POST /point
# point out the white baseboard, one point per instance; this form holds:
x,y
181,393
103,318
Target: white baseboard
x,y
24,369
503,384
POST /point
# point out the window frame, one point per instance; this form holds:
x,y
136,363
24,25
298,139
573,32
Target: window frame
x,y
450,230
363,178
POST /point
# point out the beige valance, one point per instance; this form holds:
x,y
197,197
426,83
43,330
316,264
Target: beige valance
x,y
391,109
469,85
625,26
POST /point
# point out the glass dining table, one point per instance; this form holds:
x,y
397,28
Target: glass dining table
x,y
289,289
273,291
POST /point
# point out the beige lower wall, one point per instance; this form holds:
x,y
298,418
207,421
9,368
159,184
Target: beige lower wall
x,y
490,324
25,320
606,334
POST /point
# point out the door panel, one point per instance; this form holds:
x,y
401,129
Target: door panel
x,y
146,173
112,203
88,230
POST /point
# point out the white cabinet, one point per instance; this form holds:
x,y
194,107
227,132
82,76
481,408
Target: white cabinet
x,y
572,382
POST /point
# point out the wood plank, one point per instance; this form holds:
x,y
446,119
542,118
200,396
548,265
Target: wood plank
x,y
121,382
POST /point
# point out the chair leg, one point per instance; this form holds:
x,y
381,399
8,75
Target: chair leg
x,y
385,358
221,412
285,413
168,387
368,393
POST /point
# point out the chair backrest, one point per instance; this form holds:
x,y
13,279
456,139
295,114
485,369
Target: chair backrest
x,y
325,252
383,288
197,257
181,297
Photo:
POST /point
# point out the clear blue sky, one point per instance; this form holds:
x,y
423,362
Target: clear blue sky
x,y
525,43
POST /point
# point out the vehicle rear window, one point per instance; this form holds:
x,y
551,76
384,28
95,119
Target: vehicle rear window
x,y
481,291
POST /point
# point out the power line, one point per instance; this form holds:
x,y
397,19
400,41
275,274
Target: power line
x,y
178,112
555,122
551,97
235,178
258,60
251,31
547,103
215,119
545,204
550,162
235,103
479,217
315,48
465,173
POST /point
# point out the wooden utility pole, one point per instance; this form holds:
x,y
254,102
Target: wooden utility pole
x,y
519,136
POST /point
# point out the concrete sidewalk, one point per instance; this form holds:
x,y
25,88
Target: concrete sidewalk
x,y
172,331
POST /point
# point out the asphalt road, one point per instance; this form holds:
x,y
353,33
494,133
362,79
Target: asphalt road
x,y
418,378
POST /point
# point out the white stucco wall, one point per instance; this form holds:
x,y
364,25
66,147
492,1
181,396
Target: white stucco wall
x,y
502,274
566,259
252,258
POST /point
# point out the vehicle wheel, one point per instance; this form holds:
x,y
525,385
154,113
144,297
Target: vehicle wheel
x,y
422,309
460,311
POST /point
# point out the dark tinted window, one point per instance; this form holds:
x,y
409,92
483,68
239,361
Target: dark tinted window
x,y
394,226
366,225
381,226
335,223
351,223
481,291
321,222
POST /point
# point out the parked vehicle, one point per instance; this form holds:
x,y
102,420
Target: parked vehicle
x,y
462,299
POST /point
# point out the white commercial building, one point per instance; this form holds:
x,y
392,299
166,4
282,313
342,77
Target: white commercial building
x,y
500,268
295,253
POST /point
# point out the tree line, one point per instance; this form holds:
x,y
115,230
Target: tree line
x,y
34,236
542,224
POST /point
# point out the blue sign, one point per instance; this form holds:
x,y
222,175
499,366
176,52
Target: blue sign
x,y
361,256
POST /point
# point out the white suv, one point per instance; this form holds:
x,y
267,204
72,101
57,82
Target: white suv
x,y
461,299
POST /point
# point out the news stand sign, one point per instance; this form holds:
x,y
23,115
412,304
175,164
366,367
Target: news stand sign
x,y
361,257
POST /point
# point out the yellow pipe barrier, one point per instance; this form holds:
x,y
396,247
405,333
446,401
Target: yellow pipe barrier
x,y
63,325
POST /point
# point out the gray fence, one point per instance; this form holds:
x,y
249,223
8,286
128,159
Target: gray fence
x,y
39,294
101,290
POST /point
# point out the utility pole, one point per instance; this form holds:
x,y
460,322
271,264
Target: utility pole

++++++++

» **WHAT TO WORK ON**: Would you transcribe the records above exactly, leaving nothing out?

» **RESPONSE TO THIS TASK**:
POST /point
# point out the white baseboard, one point per instance; this form holds:
x,y
181,393
103,318
Target: white baseboard
x,y
24,369
503,384
POST /point
# point out the window frame, one point per instance; this form holds:
x,y
136,363
24,25
298,139
573,32
Target: window frame
x,y
450,230
363,178
POST /point
# point out the beige valance, one point per instance; this form holds:
x,y
197,197
426,83
43,330
316,264
Target: beige valance
x,y
391,109
469,85
625,26
POST /point
# point out the glass dining table, one point per instance; this form holds:
x,y
397,28
Target: glass dining table
x,y
289,289
273,291
POST /point
# point out the beige lower wall, one point per instance; this form holds:
x,y
298,418
207,421
9,368
159,184
Target: beige lower wall
x,y
490,324
25,320
606,334
POST /point
# point out the door panel, one point per instance; this form holds:
x,y
401,129
Target: door panel
x,y
146,173
112,203
88,230
POST /point
# point out the white cabinet, one point per instance; this form holds:
x,y
194,107
227,132
82,76
481,408
Target: white cabinet
x,y
572,382
POST /point
# point out the wood plank, one point per instance; this form holds:
x,y
446,119
542,118
200,396
548,265
Target: wood plank
x,y
121,382
POST /point
# point out the chair leg, one point per instance; this form holds:
x,y
381,399
8,75
Target: chair leg
x,y
385,358
221,412
285,413
168,387
368,393
POST /point
# point out the chair backrest, one point per instance; this form holds:
x,y
13,279
456,139
295,114
485,369
Target: chair backrest
x,y
325,252
383,288
197,257
181,297
Photo:
POST /point
# point out the clear blue sky, one point per instance; this form holds:
x,y
423,362
Target: clear blue sky
x,y
525,43
POST /point
# point out the vehicle rear window, one point per instance; this form holds:
x,y
551,76
384,28
95,119
Target: vehicle rear window
x,y
481,291
POST /point
# point out the power line, one point per instance; this form holds:
x,y
397,19
400,41
275,274
Target: power line
x,y
178,112
555,122
551,97
235,178
258,60
251,31
547,103
215,119
545,204
550,162
235,103
479,217
315,48
465,173
POST /point
# point out the wooden utility pole, one point per instance; this form holds:
x,y
254,102
Target: wooden utility pole
x,y
519,136
POST /point
# point out the concrete sidewalk, one point per instance; this form holds:
x,y
25,88
Target: concrete sidewalk
x,y
172,331
POST /point
# point out the asphalt road, one point per instance; this form holds:
x,y
353,33
494,133
362,79
Target: asphalt road
x,y
418,378
POST /point
# point out the white stucco wall, one point per instance; this form holds:
x,y
364,25
66,147
492,1
181,396
Target: white stucco wall
x,y
502,274
566,259
252,258
POST /point
# point out the vehicle wheel, one point per instance; this form holds:
x,y
525,385
154,113
144,297
Target: vehicle wheel
x,y
422,309
460,311
POST /point
# point out the dark tinted window, one point per instance; this form holds:
x,y
409,92
483,68
239,361
Target: dark tinted window
x,y
394,226
366,225
381,226
335,223
351,223
481,291
321,222
POST /point
# point out the parked vehicle, one point per instance; this form holds:
x,y
102,420
Target: parked vehicle
x,y
462,299
POST /point
# point out the white commercial building, one point per instance; this form holds:
x,y
392,299
166,4
282,313
342,77
Target: white commercial building
x,y
500,268
295,253
POST /point
# point out the tree line, one point per instance; this form holds:
x,y
115,230
Target: tree line
x,y
34,236
542,224
POST /point
# point out the blue sign, one point per instance; this form holds:
x,y
222,175
499,366
176,52
Target: blue sign
x,y
361,256
POST /point
# point out the white suv, one point per instance; this form holds:
x,y
267,204
72,101
57,82
Target: white suv
x,y
461,299
POST /point
# point out the news stand sign, one point per instance; this form holds:
x,y
23,115
412,304
175,164
366,367
Target: news stand sign
x,y
361,257
POST /point
# point out the yellow pipe barrier, one point per instance; this form holds:
x,y
396,247
405,333
446,401
Target: yellow pipe barrier
x,y
63,325
POST /point
# point out the gray fence, one point per instance; this form holds:
x,y
249,223
8,286
128,159
Target: gray fence
x,y
39,294
101,290
POST /point
# point out the utility pole, one point per instance; this form holds:
x,y
460,322
271,264
Target: utility pole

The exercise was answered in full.